**Selected passage**
>>>

30 Thursday Apr 2015

Posted by morselsandscraps in Cairns, photos

≈ 12 Comments

Tags

going home, weather

My North Queensland holiday is nearly over. It's time to drive my mighty campervan back to Cairns. But as always there are journeying pleasures.

On the outskirts of Cooktown is Kalkajaka (Black Mountain), a place of importance to the local Kuku Yalanji Aboriginal people, with a number of sites of religious significance. In the early morning light, the black rock (black from a covering of lichen) looks an almost eerie purple. The mountains are a tumble of rock, with very little vegetation, formed by an unusual jointing pattern millions of years ago. A narrow gorge carries rushing water, glimpsed as you cross a bridge.

<<<

**Set tasks**
#1 According to the travel post about Kalkajaka, why is the rock of Black Mountain black? Answer in one to three sentences.
#2 Write the next few sentences of the travel post about the drive back to Cairns, starting right after the sentence about the narrow gorge.

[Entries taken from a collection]
>>>

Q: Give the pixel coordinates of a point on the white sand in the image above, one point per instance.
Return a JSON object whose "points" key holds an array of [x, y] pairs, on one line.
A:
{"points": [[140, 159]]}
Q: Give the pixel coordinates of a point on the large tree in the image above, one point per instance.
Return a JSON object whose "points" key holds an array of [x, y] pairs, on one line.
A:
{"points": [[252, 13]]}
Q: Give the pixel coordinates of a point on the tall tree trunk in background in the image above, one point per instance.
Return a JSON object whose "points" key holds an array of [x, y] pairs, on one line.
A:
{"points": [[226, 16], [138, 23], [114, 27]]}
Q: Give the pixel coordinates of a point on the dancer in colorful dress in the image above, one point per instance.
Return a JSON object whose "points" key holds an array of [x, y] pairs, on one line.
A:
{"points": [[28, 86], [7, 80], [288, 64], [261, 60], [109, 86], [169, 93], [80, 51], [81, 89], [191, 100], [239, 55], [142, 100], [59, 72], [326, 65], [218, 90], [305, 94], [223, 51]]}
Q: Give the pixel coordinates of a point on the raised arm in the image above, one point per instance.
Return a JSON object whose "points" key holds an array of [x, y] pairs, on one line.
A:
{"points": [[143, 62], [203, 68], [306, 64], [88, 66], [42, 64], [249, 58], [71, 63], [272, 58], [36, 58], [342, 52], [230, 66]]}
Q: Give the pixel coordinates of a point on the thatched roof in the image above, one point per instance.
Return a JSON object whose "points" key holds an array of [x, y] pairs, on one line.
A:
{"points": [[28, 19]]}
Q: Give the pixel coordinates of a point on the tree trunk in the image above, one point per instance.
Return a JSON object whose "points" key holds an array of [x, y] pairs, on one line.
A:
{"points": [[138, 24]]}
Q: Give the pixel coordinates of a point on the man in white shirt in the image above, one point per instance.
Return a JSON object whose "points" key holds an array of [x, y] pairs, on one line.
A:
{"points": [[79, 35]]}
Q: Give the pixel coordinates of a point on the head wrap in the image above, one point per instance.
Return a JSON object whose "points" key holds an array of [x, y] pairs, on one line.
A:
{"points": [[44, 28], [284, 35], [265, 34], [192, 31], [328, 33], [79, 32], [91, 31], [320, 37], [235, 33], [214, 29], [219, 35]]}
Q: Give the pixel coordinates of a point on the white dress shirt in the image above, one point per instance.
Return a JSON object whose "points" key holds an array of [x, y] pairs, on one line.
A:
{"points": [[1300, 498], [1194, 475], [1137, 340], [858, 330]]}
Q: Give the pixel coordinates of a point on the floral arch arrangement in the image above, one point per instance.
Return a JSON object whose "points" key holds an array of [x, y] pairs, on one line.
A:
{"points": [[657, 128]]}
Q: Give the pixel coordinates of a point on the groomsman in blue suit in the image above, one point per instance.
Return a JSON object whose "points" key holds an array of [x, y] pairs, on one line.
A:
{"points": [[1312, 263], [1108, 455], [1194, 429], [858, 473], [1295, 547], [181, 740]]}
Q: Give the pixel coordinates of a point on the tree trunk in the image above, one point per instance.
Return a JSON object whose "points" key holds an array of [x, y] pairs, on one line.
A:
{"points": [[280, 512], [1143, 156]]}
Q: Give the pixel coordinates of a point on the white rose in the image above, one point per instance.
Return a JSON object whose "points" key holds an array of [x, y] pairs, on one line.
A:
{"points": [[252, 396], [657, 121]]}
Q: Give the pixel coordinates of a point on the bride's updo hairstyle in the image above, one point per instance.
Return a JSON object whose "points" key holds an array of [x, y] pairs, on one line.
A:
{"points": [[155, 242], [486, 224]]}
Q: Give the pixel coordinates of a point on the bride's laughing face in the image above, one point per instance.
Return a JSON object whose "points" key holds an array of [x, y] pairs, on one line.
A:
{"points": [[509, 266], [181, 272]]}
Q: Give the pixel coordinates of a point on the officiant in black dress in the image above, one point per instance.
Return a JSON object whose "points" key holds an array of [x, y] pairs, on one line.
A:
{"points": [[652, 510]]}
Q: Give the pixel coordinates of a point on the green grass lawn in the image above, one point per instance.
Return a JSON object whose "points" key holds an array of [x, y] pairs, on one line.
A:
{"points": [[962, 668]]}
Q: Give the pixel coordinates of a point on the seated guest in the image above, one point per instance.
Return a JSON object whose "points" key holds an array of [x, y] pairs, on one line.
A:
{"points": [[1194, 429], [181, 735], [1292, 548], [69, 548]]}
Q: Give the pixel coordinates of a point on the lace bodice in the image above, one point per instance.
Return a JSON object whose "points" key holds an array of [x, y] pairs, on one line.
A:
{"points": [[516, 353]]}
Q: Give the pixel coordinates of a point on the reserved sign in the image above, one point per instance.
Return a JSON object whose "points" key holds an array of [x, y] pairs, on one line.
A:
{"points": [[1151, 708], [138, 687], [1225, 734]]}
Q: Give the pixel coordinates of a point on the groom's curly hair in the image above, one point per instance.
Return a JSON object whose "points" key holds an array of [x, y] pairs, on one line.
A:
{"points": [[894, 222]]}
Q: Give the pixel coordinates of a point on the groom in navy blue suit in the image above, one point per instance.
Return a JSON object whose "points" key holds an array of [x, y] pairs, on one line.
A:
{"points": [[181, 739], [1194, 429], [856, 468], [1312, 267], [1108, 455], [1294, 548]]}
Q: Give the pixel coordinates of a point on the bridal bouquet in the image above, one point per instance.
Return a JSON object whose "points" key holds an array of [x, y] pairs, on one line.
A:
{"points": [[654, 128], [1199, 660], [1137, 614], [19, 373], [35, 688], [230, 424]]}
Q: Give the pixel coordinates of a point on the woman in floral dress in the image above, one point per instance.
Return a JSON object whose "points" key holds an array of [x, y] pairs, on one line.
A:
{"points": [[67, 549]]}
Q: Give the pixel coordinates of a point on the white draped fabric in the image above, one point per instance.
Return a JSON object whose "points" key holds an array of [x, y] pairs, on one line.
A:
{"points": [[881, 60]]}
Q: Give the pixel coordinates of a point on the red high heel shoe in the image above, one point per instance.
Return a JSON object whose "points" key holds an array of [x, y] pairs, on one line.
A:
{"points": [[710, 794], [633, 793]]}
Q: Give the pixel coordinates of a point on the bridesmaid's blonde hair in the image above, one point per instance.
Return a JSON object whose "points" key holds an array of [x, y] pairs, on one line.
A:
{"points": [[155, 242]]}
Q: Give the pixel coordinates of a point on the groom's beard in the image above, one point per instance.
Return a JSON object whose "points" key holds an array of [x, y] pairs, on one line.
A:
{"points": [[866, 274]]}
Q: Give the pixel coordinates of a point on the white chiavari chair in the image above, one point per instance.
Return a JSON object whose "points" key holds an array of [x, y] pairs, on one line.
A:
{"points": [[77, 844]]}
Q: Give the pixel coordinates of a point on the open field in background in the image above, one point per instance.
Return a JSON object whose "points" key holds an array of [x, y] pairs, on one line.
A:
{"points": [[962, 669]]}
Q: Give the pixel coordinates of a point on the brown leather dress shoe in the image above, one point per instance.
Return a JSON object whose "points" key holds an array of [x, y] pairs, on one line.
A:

<<<

**Exercise results**
#1 The rock of Black Mountain is black because it is covered with lichen.

#2
The road is pretty empty, so I can slow down to take a photo through the windscreen, a rough orangey bluff ahead of me and the shadow of my van leading the way. I pass the anthills again, fascinated by their shape and their profusion. I turn off the Mulligan Highway and head down the mountain out of the savanna to the green of Mossman, which seems now like a town I know. I indulge my penchant for photographing the murals on public lavatories.

The coast road back to Cairns is spectacular, with plenty of pull off spots for the camera. It fancies the blue-green of the water, the glimpse of islands and the receding headlands, and it's a bit startled by rocky beaches.

Too soon I'm handing over my companion van and heading for the airport. The flight back is a bit bumpy, and the landing a bit more so, but nothing too bad despite Sydney's cyclonic weather. The bus on the way down the coast leaves a wake to rival that on the reef catamaran, and the roadside has waterfalls, and fountains wherever there's an overtaxed stormwater drain. By the time I reach Potato Point, I'm anxious about washing with my minimal turnaround time before I head off to Warsaw.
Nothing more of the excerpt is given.